▶ _Passage to read_
>>>>>
The City Council, concerned about the potential loss of tourism revenue, held a hearing with the Commissioner of Aviation Thursday. Alderman Michael Zalewski, chairman of the council’s aviation committee, said the event had given O’Hare Airport a “black eye.”

Zalewski revealed that the Aviation Department police may not have even been legally allowed on the plane, saying, “They are allowed in the terminal and baggage area, but my understanding is they may not be allowed on a plane.” He added that he wasn’t sure the airport cops were even allowed to make arrests, or only issue tickets. The Aviation Department announced Wednesday that it had placed two additional officers involved in the incident on administrative leave.

Despite the mutual handwringing of the major political parties, they have both been complicit in the decades-long processes of industry deregulation, attacks on airline workers and the annulment of constitutional rights at US airports, which converged in Dao’s assault.

An examination of Federal Election Committee data published by the Center for Responsive Politics shows both parties have received lucrative handouts from United Airlines, which, like many other corporate behemoths, makes sure to purchase bipartisan favor.

In 2001, the Bush administration and Congress handed the airline industry $15 billion after the 9-11 attacks. Eighty percent of the bailout went to the nine largest commercial carriers with United Airlines receiving the biggest slice of $644 million.

While United has sought to pad its bottom line by implementing overbooking, baggage fees, smaller seats and other cost-cutting measures, which make flying a dreaded experience for many—if they can afford it at all—it has also manipulated the tax system to great advantage, with the full complicity of the political establishment. In 2015, the company reported a $4.7 billion tax write-off due to losses in previous years, wiping out its tax bill of $1.5 billion and boosting its net income from $4.5 billion to $7.3 billion.
<<<<<
▶ _Data lines_
>>>>>
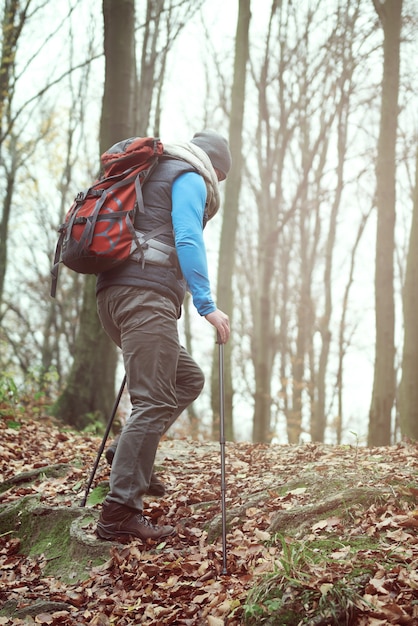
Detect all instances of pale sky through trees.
[1,0,418,443]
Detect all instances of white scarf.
[164,142,220,220]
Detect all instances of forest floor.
[0,406,418,626]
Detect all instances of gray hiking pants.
[97,286,204,511]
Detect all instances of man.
[97,130,231,541]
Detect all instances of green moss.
[0,496,110,583]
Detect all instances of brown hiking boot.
[96,501,174,542]
[105,438,165,498]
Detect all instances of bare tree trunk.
[211,0,251,440]
[0,0,30,303]
[54,0,135,428]
[399,150,418,441]
[368,0,402,446]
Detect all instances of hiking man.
[96,129,231,540]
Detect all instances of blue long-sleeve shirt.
[171,172,216,315]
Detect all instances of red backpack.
[51,137,164,297]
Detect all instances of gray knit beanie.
[191,128,232,180]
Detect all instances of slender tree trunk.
[368,0,402,446]
[0,0,30,303]
[399,150,418,441]
[212,0,251,440]
[54,0,135,428]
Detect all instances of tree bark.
[211,0,251,441]
[54,0,135,428]
[399,150,418,441]
[368,0,402,446]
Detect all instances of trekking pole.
[217,333,227,575]
[80,374,126,506]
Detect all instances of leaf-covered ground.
[0,408,418,626]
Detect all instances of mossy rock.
[0,496,111,583]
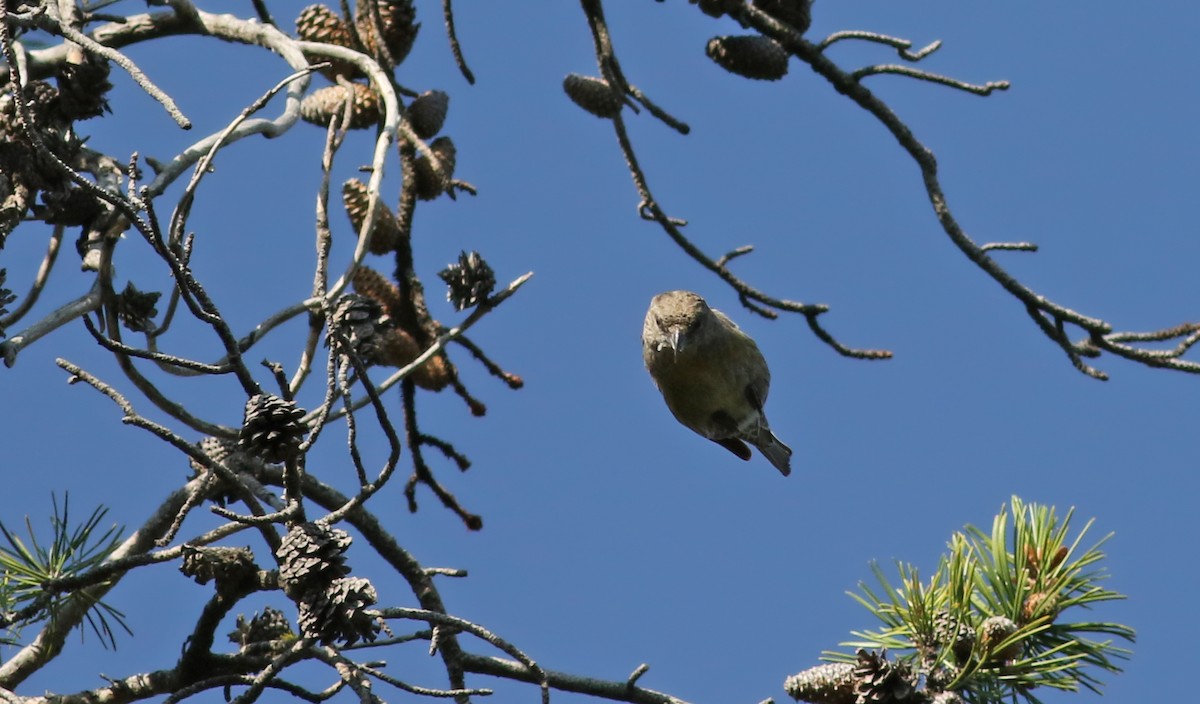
<<<<<
▶ _Objectives_
[A] Copy the passage on the O’Hare incident word for word, from "The City Council, concerned" to "on administrative leave.".
[B] Decide whether each statement below agrees with the passage on the O’Hare incident. Answer yes or no for each, and quote the words from the passage that settle it. (i) The 2001 bailout handed to the airline industry totaled $15 billion. (ii) United Airlines received the smallest share of that bailout. (iii) Zalewski was certain that the airport police were allowed to make arrests.

▶ _Responses to the exercise_
[A]
The City Council, concerned about the potential loss of tourism revenue, held a hearing with the Commissioner of Aviation Thursday. Alderman Michael Zalewski, chairman of the council’s aviation committee, said the event had given O’Hare Airport a “black eye.”

Zalewski revealed that the Aviation Department police may not have even been legally allowed on the plane, saying, “They are allowed in the terminal and baggage area, but my understanding is they may not be allowed on a plane.” He added that he wasn’t sure the airport cops were even allowed to make arrests, or only issue tickets. The Aviation Department announced Wednesday that it had placed two additional officers involved in the incident on administrative leave.

[B]
(i) Yes: "the Bush administration and Congress handed the airline industry $15 billion after the 9-11 attacks."
(ii) No: "United Airlines receiving the biggest slice of $644 million."
(iii) No: "he wasn’t sure the airport cops were even allowed to make arrests, or only issue tickets."